The homogenised biopsy samples were diluted in TRI Reagent to 1 ml/100 mg of tissue and centrifuged at 9,500×g for 30 min at 4°C. The lipid layer was removed and stored at −20°C for later FA analysis.

Adipose tissue total RNA was isolated using a mirVana miRNA isolation kit (Applied Biosystems), following the manufacturer’s instructions. Total RNA was then treated with DNAase (Applied Biosystems) and cDNA was synthesised using a high-capacity cDNA reverse transcription kit (Applied Biosystems).

The mRNA expressions of ACACA, ACLY, DGAT1, DGAT2, ELOVL6, FASN, PPARG1, PPARG2 and SCD were quantified by real-time PCR using TaqMan gene expression assays (Assay-on-demand; Applied Biosystems) and normalised for expression for the housekeeping genes, PPIA, RPLP0 and PGK1, using the ΔΔCt method [22]. Assay identification details for the genes are given in the Electronic supplementary material (ESM) Table 1. Standards and samples were analysed in quadruplicate and reaction efficiency was calculated using a standard curve for each assay by serially diluting a pool of all cDNAs generated. Amplification and detection were performed using an ABI PRISM 7900HT sequence detection system (Applied Biosystems) using standard ABI RT qPCR thermal cycling conditions. Further details have been given previously [23].

FA analyses

The FA composition of plasma NEFA and of adipose tissue TG was analysed. For the latter, a sample (approximately 200 µl) of the lipid layer from the RNA isolation step was used to determine TG FA composition [24]. Total lipids were extracted, and FA methyl esters prepared from NEFA or TG fractions, respectively, as previously described [25]. FA composition (µmol/100 µmol total FA) was determined by GC as previously described [26]. For TG analysis, an internal standard containing 15:0 was used, which precluded measurement of the proportion of 15:0 directly in adipose tissue TG.

**********

> Instructions:
A. From the methods passage, list every kit, reagent, assay or instrument identified as coming from Applied Biosystems.
B. Summarize the methods passage in two sentences.
C. Quote the methods passage, starting with "FA analyses" and going on through "adipose tissue TG.".
The entries that come next are separate material, unrelated to the methods passage.

Data drawn from a collection
**********

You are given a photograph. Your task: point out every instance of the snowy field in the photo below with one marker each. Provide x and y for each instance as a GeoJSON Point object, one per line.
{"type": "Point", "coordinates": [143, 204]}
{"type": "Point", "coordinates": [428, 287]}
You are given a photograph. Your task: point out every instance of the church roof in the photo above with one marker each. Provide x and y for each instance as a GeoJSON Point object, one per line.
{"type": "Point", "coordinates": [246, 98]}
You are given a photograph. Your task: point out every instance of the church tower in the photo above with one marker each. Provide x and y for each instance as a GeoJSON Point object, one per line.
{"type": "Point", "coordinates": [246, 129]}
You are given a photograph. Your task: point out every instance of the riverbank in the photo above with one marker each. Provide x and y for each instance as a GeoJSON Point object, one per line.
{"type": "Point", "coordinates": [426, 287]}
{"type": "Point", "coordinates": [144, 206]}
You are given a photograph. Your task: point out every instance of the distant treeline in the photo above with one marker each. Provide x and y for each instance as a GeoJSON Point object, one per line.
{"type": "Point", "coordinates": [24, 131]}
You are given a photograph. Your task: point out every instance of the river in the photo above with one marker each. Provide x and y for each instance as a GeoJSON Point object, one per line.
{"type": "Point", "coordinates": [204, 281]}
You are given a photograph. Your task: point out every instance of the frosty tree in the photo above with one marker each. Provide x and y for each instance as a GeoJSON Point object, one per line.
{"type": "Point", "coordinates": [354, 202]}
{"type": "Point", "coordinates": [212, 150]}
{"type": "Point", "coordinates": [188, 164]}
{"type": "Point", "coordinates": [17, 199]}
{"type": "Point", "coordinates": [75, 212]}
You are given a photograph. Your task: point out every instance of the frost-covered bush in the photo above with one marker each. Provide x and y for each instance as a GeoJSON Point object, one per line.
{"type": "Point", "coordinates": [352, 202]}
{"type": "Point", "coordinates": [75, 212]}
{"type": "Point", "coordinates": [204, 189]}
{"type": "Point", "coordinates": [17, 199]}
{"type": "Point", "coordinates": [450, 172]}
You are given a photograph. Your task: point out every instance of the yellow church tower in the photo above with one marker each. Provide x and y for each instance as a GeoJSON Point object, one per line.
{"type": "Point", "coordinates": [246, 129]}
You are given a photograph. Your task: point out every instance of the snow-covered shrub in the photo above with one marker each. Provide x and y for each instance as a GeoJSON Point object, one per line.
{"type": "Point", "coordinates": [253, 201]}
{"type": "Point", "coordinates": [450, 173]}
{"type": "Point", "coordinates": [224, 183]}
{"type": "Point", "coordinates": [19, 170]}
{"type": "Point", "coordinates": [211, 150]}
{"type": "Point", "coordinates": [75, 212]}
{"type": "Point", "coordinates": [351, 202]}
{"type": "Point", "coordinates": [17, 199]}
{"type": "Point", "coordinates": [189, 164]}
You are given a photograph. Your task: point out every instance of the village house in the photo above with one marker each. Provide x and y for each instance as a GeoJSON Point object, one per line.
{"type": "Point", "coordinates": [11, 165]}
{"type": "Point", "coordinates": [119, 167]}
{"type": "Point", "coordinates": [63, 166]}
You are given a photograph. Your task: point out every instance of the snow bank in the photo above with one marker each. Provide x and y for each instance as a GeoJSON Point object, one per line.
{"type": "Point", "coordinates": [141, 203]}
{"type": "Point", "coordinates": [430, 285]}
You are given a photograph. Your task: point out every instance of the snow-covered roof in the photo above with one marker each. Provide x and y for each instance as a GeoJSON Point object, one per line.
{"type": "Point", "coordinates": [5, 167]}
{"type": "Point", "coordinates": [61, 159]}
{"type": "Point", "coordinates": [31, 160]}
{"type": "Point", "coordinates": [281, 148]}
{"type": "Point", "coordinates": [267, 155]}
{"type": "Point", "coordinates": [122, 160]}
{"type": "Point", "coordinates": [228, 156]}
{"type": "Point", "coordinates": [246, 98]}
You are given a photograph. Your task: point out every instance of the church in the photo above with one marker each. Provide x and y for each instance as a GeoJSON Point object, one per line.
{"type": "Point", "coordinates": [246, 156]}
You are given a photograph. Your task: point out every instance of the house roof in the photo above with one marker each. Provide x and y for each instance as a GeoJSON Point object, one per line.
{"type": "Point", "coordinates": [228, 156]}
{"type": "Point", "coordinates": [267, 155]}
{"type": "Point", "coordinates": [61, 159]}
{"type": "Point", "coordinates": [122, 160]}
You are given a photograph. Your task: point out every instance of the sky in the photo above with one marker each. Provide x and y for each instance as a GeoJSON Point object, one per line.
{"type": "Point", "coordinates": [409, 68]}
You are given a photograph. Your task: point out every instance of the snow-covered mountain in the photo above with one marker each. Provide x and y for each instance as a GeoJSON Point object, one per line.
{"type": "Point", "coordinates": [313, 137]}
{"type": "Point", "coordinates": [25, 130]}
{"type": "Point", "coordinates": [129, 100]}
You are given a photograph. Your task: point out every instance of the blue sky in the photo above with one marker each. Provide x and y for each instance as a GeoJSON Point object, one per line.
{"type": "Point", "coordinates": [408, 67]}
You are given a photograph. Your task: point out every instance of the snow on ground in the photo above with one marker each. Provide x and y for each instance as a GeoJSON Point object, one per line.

**********

> Replies:
A.
- mirVana miRNA isolation kit
- DNAase
- High-capacity cDNA reverse transcription kit
- TaqMan gene expression assays (Assay-on-demand)
- ABI PRISM 7900HT sequence detection system

B. Adipose tissue biopsy samples were homogenized and centrifuged, with the lipid layer stored for fatty acid analysis and total RNA isolated, treated with DNAase and reverse transcribed into cDNA. The mRNA expression of nine genes was quantified by real-time PCR and normalized to housekeeping genes, and the fatty acid composition of plasma NEFA and adipose tissue TG was determined by GC.

C.
FA analyses

The FA composition of plasma NEFA and of adipose tissue TG was analysed. For the latter, a sample (approximately 200 µl) of the lipid layer from the RNA isolation step was used to determine TG FA composition [24]. Total lipids were extracted, and FA methyl esters prepared from NEFA or TG fractions, respectively, as previously described [25]. FA composition (µmol/100 µmol total FA) was determined by GC as previously described [26]. For TG analysis, an internal standard containing 15:0 was used, which precluded measurement of the proportion of 15:0 directly in adipose tissue TG.